Problem statement:
Restate each of the lines below word for word and drop every picture.

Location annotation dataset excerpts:

** Start **

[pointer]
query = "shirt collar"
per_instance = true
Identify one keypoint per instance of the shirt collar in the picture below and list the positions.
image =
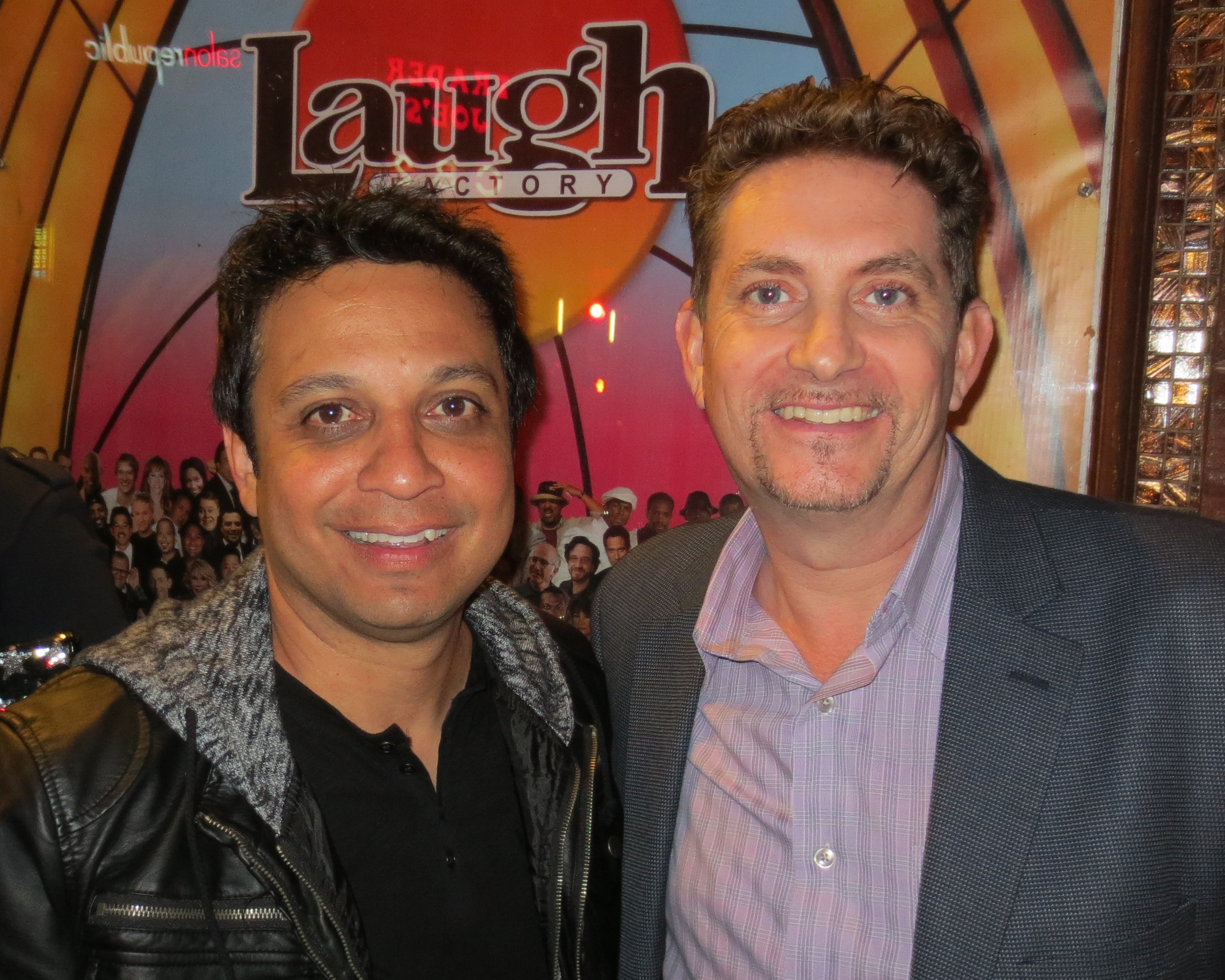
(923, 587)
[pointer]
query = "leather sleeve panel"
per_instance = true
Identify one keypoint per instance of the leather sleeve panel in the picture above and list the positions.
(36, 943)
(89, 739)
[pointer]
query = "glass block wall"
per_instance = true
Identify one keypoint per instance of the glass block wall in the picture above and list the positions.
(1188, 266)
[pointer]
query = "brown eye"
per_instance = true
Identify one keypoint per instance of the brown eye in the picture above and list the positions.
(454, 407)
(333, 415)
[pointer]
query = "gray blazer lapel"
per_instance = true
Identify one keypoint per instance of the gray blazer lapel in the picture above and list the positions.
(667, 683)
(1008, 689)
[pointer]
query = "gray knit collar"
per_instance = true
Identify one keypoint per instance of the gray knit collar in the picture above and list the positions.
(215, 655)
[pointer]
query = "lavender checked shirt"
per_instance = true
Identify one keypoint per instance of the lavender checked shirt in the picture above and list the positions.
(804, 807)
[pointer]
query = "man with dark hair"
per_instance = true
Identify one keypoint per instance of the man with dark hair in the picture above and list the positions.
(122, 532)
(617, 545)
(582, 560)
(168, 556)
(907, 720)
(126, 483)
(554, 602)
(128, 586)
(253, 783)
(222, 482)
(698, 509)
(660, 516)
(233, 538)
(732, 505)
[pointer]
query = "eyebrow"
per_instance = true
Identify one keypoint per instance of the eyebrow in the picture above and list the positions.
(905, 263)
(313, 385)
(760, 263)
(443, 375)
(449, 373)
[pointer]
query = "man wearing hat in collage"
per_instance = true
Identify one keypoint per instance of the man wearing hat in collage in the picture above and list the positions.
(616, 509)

** End **

Written solution:
[pointer]
query = "shirt collar"
per_instance = true
Identify one keypoint per instance of the shirt collar in the picture below and list the positions.
image =
(923, 587)
[pointer]
query = "leather sleeve panel"
per_instance = true
Identify one keypoint per instance of the leather sleeve panel in the picture above and list the positions.
(36, 943)
(89, 739)
[pointer]
query = "glass block wall"
per_instance = true
Identify one keypoint per instance of the glass block wall in the picture above and list the positions.
(1188, 266)
[pointer]
query = "brown eye"
per_instance = true
Identify one keypoint per instance of the brown eye in the picture above and list the positions.
(454, 407)
(333, 415)
[pointer]
query = "gray blazer lapel"
per_instance = true
Identify one keypoint per instance of the gray blazer lapel in the picture above and list the positions.
(667, 683)
(1008, 689)
[pointer]
query = "gray knit collar"
per_instance = true
Identify one keypoint per instance of the gray knit collar in the picture above and list the positions.
(215, 655)
[pointer]
query = "lavender checked shirt"
per_instance = true
Identify one keypoint per instance of the lavender checked shirt in the picture above and list the positions.
(804, 807)
[pointer]
query = "man with dark hair"
per_instance = true
Identify one keypoint per instance of the man with dark hair in the picture above and list the positions.
(122, 532)
(617, 545)
(582, 560)
(168, 556)
(907, 720)
(126, 483)
(554, 602)
(128, 586)
(253, 783)
(222, 482)
(698, 509)
(660, 516)
(233, 538)
(732, 505)
[pointer]
query = "eyebrow"
per_instance = true
Identify one keypoint per instance of the eyebrow in the picture above and list the positions.
(905, 263)
(313, 385)
(760, 263)
(443, 375)
(449, 373)
[pointer]
query = "man wearing hat in collage"
per_instance = true
Identify one keypoint per instance of the man wearing hat in collage in the picture above and list the positions.
(616, 509)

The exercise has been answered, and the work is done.